DO THIS –
Please reproduce every line of the material below without changes, leaving out the pictures.

(Dataset records on object locations)
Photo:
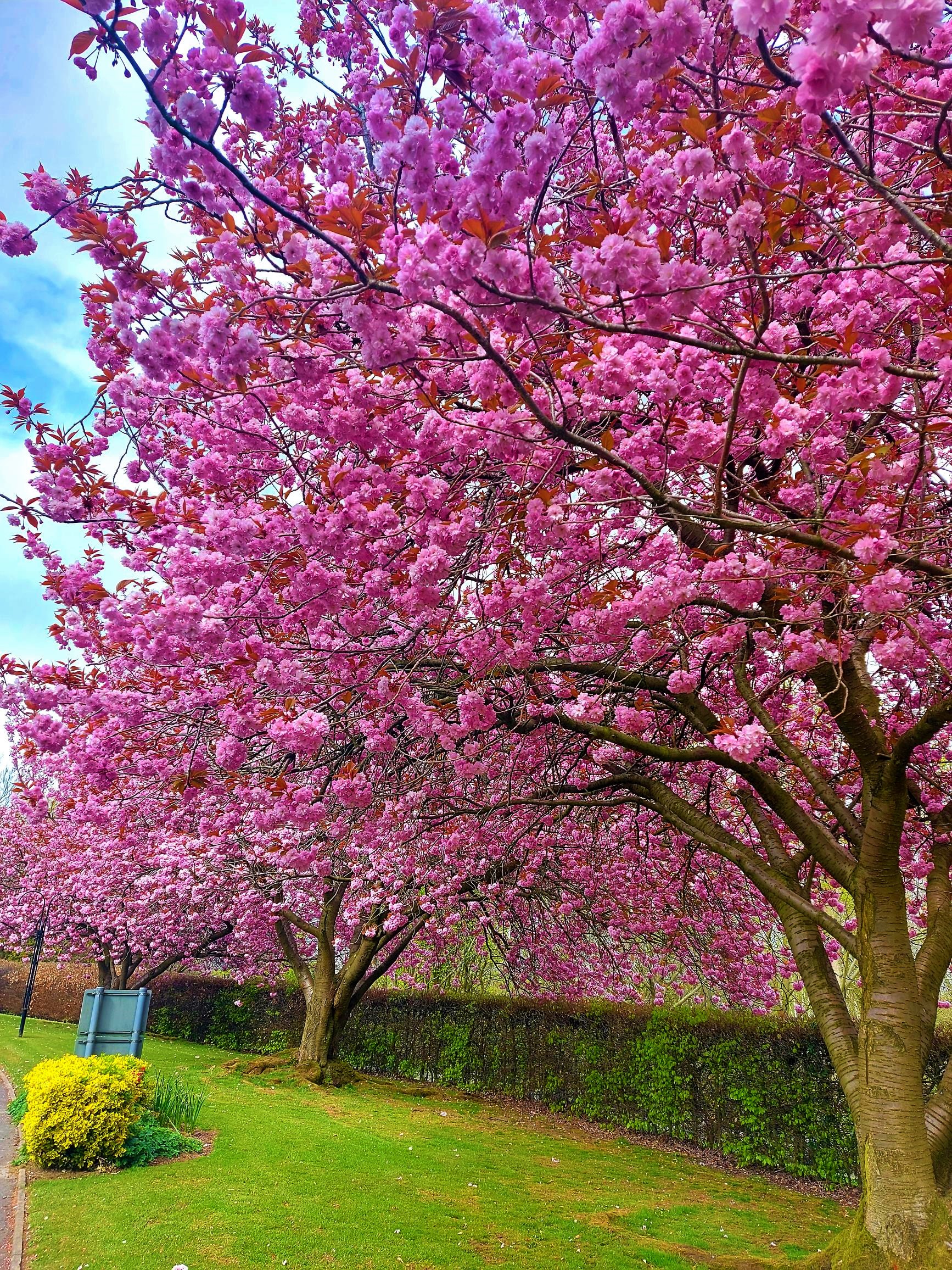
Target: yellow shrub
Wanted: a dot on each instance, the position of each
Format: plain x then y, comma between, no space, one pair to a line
79,1110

RESULT FOR THIS EXERCISE –
Photo:
Target: yellow shrub
Wanted: a dot on each instance, the position of each
Format: plain x then y, comma between, no space, one pair to a line
79,1110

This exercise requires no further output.